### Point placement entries
★ ★ ★ ★ ★ ★ ★
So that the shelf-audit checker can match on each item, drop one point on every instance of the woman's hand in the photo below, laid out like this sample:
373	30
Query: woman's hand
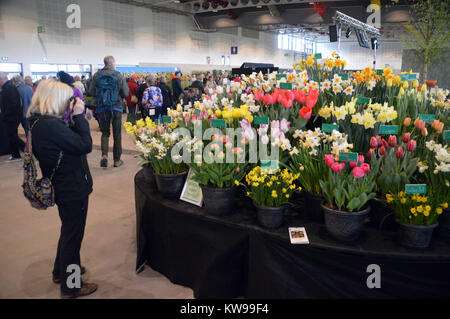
78	108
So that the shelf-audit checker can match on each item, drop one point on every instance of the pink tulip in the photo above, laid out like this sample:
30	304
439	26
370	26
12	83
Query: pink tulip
406	137
365	167
337	167
411	146
373	142
400	153
329	160
358	172
392	140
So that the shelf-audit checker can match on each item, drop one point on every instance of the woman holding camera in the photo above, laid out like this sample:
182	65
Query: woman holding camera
61	148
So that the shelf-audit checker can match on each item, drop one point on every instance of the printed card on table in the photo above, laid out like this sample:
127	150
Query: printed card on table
298	235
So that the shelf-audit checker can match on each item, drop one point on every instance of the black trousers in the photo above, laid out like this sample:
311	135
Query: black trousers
15	142
73	219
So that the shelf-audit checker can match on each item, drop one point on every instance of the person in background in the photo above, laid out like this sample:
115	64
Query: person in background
77	83
109	88
61	150
26	93
152	98
132	99
167	95
29	81
176	86
11	116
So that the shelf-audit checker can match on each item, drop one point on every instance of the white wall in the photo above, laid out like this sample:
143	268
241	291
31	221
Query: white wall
388	54
132	35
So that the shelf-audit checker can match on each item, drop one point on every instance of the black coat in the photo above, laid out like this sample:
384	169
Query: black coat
167	96
72	180
10	104
176	88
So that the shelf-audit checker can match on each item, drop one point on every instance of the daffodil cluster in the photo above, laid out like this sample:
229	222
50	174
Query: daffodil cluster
270	188
416	209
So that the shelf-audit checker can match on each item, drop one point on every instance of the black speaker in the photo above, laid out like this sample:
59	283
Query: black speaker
333	33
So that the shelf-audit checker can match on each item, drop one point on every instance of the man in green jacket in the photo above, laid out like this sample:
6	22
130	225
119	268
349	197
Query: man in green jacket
109	88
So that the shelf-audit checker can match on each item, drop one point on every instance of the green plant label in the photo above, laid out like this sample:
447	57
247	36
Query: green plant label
★ ★ ★ ★ ★ ★ ★
### THE EXERCISE
Rewrite every entry above as a JSON list of strings, with one string per line and no strings for blank lines. Leave the pictures out.

### COMPLETED EXERCISE
[
  "So that the shelf-audit checker can match on each item, drop one point on every instance of the woman's hand in the photo below, laid out like this sample:",
  "373\t30",
  "Query: woman's hand",
  "78\t108",
  "So that the shelf-audit checker can match on each item, drop one point on every instance of the pink tulip in the photo above, laid out like this sample:",
  "30\t304",
  "439\t26",
  "370\t26",
  "12\t83",
  "Query: pink tulip",
  "406\t137",
  "365\t167",
  "337\t167",
  "411\t146",
  "373\t142",
  "400\t153",
  "329\t160",
  "358\t172",
  "392\t140",
  "So that the shelf-audit checker can match on each item, drop one point on every instance of the woman holding camera in the photo above, laid out like this sample:",
  "182\t65",
  "Query: woman holding camera",
  "61\t148",
  "So that the shelf-audit checker can match on each item, drop one point on every instance of the printed card on table in the photo above, laid out like this sample:",
  "127\t150",
  "Query: printed card on table",
  "298\t235",
  "So that the shelf-audit checker can match on each item, drop one point on every instance of the black trousers in the photo above, laid out like this sample:",
  "311\t135",
  "Query: black trousers",
  "15\t142",
  "73\t219",
  "So that the shelf-audit checker can match on each item, drop one point on every instance of the person in background in the photo above, laid out like this sample:",
  "115\t64",
  "Query: person in background",
  "77\t83",
  "109\t88",
  "61\t150",
  "26\t93",
  "152\t98",
  "132\t99",
  "167\t95",
  "29\t81",
  "176\t86",
  "11\t116",
  "So that the shelf-audit checker can match on each item, drop one point on every instance of the white wall in the photo above, laid out like this sample:",
  "143\t268",
  "241\t291",
  "31\t221",
  "Query: white wall",
  "388\t54",
  "132\t35",
  "So that the shelf-audit checker can match on each item, drop one point on every instance of the black coat in the photo above, laid out like this sample:",
  "384\t169",
  "Query: black coat",
  "167\t96",
  "72\t180",
  "10\t104",
  "176\t88",
  "So that the shelf-audit checker can match on each item, drop one point on every instance of the daffodil cluster in the photo above, laid out like this sample:",
  "229\t222",
  "50\t174",
  "Query: daffodil cluster",
  "270\t188",
  "416\t209",
  "So that the shelf-audit checker can match on each item, drop one point on every instance of the black speaker in the photo above, laid out like this sample:",
  "59\t283",
  "Query: black speaker",
  "333\t33",
  "So that the shelf-audit checker can match on each item, drop one point on every instance of the man in green jacket in the photo above, laid out like this sample:",
  "6\t22",
  "130\t225",
  "119\t268",
  "349\t197",
  "Query: man in green jacket",
  "109\t88",
  "So that the shelf-audit checker can match on each item, drop one point on every instance of the green plant label in the photo above, laid out like this sample:",
  "447\t57",
  "247\t36",
  "Query: green plant label"
]